::: EXERCISE DATA

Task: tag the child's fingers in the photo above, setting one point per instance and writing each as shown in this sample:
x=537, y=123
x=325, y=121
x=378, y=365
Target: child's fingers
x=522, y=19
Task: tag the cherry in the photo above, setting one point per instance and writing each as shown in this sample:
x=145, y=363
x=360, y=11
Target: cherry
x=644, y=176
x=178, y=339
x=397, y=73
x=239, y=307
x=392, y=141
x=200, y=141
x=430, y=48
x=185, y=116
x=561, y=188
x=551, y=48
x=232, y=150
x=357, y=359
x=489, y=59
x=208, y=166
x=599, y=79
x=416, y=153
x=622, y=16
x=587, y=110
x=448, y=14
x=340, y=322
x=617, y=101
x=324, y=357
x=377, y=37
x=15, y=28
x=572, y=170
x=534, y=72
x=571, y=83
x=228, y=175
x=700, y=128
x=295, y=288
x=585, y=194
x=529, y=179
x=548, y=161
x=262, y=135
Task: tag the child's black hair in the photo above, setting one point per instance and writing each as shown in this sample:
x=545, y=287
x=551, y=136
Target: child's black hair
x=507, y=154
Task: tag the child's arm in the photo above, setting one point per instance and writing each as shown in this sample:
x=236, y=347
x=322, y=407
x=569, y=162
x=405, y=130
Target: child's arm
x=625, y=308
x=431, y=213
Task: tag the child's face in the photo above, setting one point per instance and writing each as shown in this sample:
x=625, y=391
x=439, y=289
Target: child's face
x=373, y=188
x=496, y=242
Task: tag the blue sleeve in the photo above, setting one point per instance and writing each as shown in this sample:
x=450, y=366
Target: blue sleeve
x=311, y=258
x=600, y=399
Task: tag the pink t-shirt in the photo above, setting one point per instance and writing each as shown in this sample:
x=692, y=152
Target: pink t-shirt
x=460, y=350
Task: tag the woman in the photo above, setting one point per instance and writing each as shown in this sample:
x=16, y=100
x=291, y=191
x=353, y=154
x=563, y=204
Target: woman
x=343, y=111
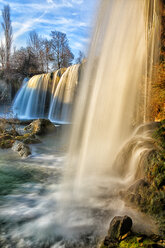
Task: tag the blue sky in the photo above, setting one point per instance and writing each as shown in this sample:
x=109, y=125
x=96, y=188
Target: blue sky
x=73, y=17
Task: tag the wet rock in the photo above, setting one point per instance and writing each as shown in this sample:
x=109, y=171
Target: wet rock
x=22, y=149
x=119, y=226
x=110, y=243
x=40, y=127
x=141, y=183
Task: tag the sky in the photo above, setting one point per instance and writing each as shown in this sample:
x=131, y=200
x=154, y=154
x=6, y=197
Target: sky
x=73, y=17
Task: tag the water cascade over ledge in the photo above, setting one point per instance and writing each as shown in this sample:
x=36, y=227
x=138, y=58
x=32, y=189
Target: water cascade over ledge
x=48, y=96
x=107, y=147
x=111, y=100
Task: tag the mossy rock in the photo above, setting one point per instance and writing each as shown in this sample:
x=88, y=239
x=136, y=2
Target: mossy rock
x=40, y=127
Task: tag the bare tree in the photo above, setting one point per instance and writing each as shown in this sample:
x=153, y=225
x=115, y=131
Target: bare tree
x=6, y=24
x=62, y=53
x=48, y=56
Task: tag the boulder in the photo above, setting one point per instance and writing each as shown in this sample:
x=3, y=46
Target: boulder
x=134, y=188
x=40, y=127
x=119, y=226
x=22, y=149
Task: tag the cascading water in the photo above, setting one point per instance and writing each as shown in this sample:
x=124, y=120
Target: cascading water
x=48, y=96
x=63, y=97
x=106, y=153
x=108, y=101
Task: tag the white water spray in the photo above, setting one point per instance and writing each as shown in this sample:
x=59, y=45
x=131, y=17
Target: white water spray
x=107, y=106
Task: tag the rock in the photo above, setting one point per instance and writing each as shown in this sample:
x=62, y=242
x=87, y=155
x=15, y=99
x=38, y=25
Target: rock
x=141, y=183
x=110, y=243
x=40, y=127
x=119, y=226
x=22, y=149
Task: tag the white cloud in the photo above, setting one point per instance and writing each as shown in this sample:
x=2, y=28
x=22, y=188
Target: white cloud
x=50, y=1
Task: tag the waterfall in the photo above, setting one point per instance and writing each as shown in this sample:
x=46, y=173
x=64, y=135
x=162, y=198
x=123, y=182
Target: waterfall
x=63, y=97
x=47, y=96
x=108, y=102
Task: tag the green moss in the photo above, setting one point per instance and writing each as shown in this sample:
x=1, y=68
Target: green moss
x=133, y=242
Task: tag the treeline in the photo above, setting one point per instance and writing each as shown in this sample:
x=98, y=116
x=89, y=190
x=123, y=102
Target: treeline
x=157, y=100
x=39, y=56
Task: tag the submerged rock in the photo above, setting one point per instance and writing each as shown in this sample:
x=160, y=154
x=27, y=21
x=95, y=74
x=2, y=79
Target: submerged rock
x=119, y=226
x=40, y=127
x=22, y=149
x=120, y=235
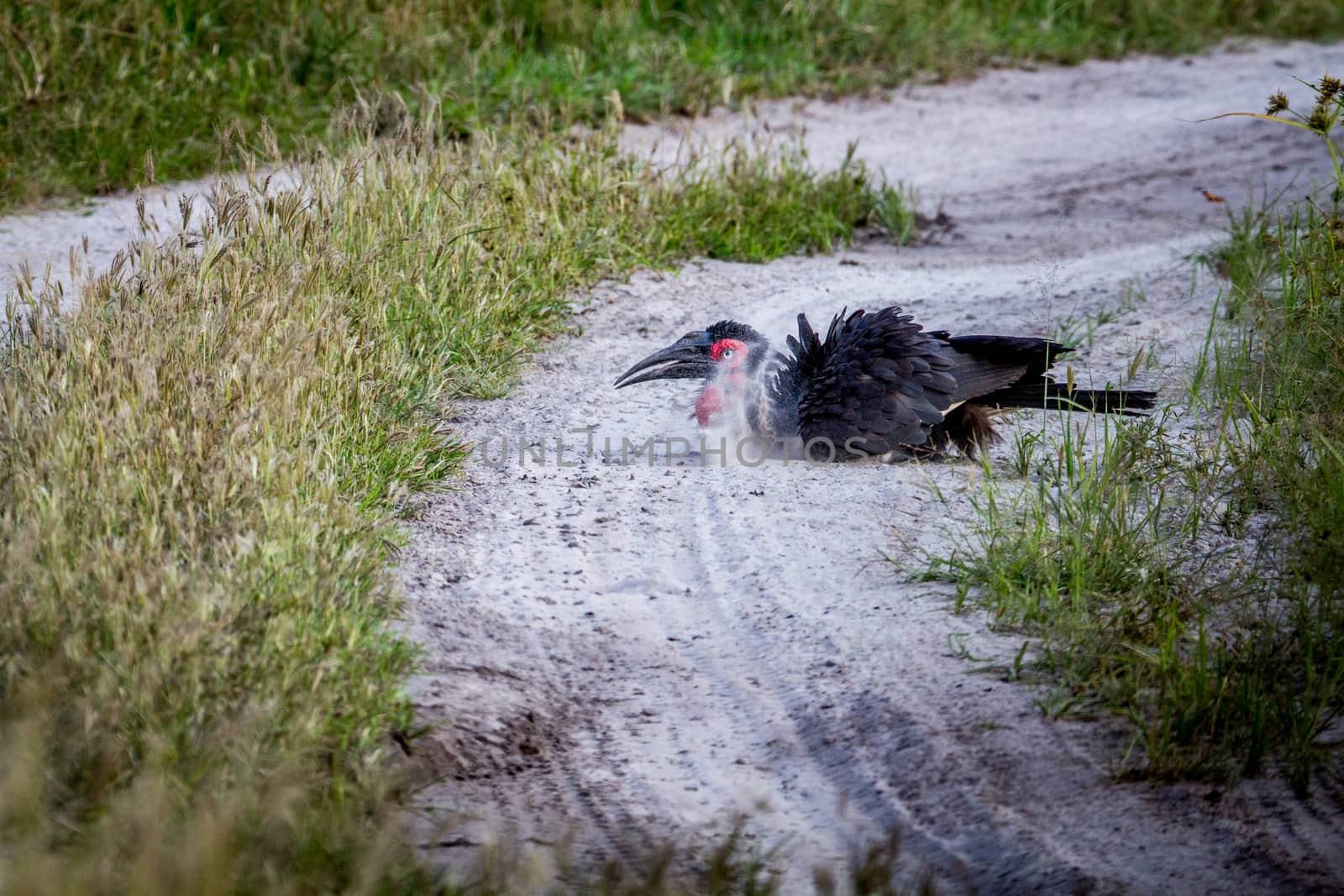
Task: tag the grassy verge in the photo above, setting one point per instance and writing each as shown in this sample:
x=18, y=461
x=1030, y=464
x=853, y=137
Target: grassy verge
x=201, y=473
x=89, y=87
x=1193, y=579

::::::

EXERCISE OBJECTIVE → Could you repeat the entries word for word, skipping the pictures they contain?

TASK OUTPUT →
Task: tag the child's fingers in the photo above, setting one point per instance and writing each as shown in this sample:
x=537, y=123
x=325, y=121
x=378, y=365
Target: child's fingers
x=522, y=19
Task: tag the cherry in the photo above, setting one point per instance and writing each as shown in this sample:
x=145, y=363
x=360, y=11
Target: cherry
x=644, y=176
x=178, y=339
x=397, y=73
x=239, y=307
x=392, y=141
x=200, y=141
x=430, y=48
x=185, y=116
x=561, y=188
x=551, y=48
x=232, y=150
x=357, y=359
x=489, y=59
x=208, y=166
x=599, y=79
x=416, y=153
x=622, y=16
x=587, y=110
x=448, y=14
x=340, y=322
x=617, y=101
x=324, y=357
x=377, y=37
x=15, y=28
x=572, y=170
x=534, y=72
x=571, y=83
x=228, y=175
x=700, y=128
x=295, y=288
x=585, y=194
x=529, y=179
x=548, y=161
x=262, y=135
Task: tag the child's black hair in the photo above, setting one point per instance and writing each as shown in this sample:
x=545, y=287
x=551, y=136
Target: child's black hair
x=507, y=154
Task: tag the child's arm in the photo above, setting one point per instance and writing each as shown in this sample:
x=236, y=347
x=322, y=407
x=569, y=162
x=405, y=130
Target: child's arm
x=625, y=308
x=431, y=213
Task: tag the child's face in the photo above, setting one point per instance and writing each as shown in this sample:
x=625, y=391
x=439, y=289
Target: child's face
x=373, y=188
x=496, y=242
Task: tag the blue sleeve in the photo above, setting one point per instance and writing each as shown in this sample:
x=450, y=366
Target: blue sleeve
x=311, y=258
x=600, y=399
Task: tag the pink t-shirt in the photo above, setting one point per instance and writing each as shown in this sample:
x=692, y=152
Target: pink t-shirt
x=460, y=350
Task: tag the woman in the photo above, setting one point per instance and writing each as shown in this sample:
x=16, y=100
x=291, y=191
x=353, y=154
x=563, y=204
Target: woman
x=343, y=111
Task: tag the blue sky in the photo above, setting one point per instance and writing each as shown in this sample:
x=109, y=125
x=96, y=188
Target: blue sky
x=73, y=17
Task: tag the wet rock in the photo above, setting one point per instance and writing each as shown in this sample:
x=109, y=171
Target: wet rock
x=22, y=149
x=119, y=226
x=110, y=243
x=40, y=127
x=141, y=183
Task: tag the sky in the photo above, setting one point per instance and writing each as shown in this sample:
x=131, y=200
x=154, y=154
x=6, y=197
Target: sky
x=73, y=17
Task: tag the water cascade over ledge in the photo above, setting one point per instance and writing each as shown in this sample:
x=36, y=227
x=138, y=58
x=32, y=189
Target: water cascade over ledge
x=48, y=96
x=107, y=147
x=111, y=100
Task: tag the mossy rock in the photo above, setting one point per instance and writing each as shown in this sample:
x=88, y=239
x=136, y=2
Target: mossy rock
x=40, y=127
Task: tag the bare tree in the photo above, setting one point per instance and writing each as shown in this sample:
x=153, y=225
x=115, y=131
Target: bare tree
x=6, y=24
x=62, y=53
x=48, y=56
Task: tag the boulder in the photo above, setting one point per instance and writing each as shown in this sample:
x=3, y=46
Target: boulder
x=134, y=188
x=40, y=127
x=119, y=226
x=22, y=149
Task: tag the cascading water in the photo above, setting one point per instance and writing each as shown in this sample:
x=124, y=120
Target: cascading water
x=48, y=96
x=63, y=97
x=106, y=153
x=108, y=101
Task: tag the white water spray in the photo above, setting one point per instance and writing each as shown in this sample:
x=59, y=45
x=131, y=17
Target: white water spray
x=107, y=106
Task: tag the rock in the photo above, setting one point per instance and writing each as shown in this sample:
x=62, y=242
x=87, y=155
x=15, y=99
x=38, y=25
Target: rock
x=141, y=183
x=110, y=243
x=40, y=127
x=119, y=226
x=22, y=149
Task: tag the white cloud in the photo above, setting one point per instance and writing each as shown in this sample:
x=2, y=28
x=22, y=188
Target: white cloud
x=50, y=1
Task: tag the waterfall in the photo above, setting one point per instance and writing each as shown in this sample:
x=46, y=173
x=64, y=135
x=162, y=198
x=123, y=182
Target: waterfall
x=63, y=97
x=47, y=96
x=108, y=102
Task: tag the green moss in the photo above, setting one point per instance and writing each as shown in this sample:
x=1, y=68
Target: green moss
x=133, y=242
Task: tag the treeline in the photo above, setting one point per instance and writing each as shown in this sample:
x=98, y=116
x=89, y=190
x=123, y=102
Target: treeline
x=157, y=100
x=39, y=56
Task: tag the submerged rock in the photo above, setting one point per instance and writing each as shown in this sample:
x=160, y=154
x=27, y=21
x=95, y=74
x=2, y=79
Target: submerged rock
x=119, y=226
x=40, y=127
x=22, y=149
x=120, y=235
Task: tag the grassy verge in the photo above, setting one point per instance and writing each as shown in this sample:
x=18, y=461
x=1030, y=464
x=853, y=137
Target: grassy verge
x=201, y=473
x=89, y=87
x=1193, y=579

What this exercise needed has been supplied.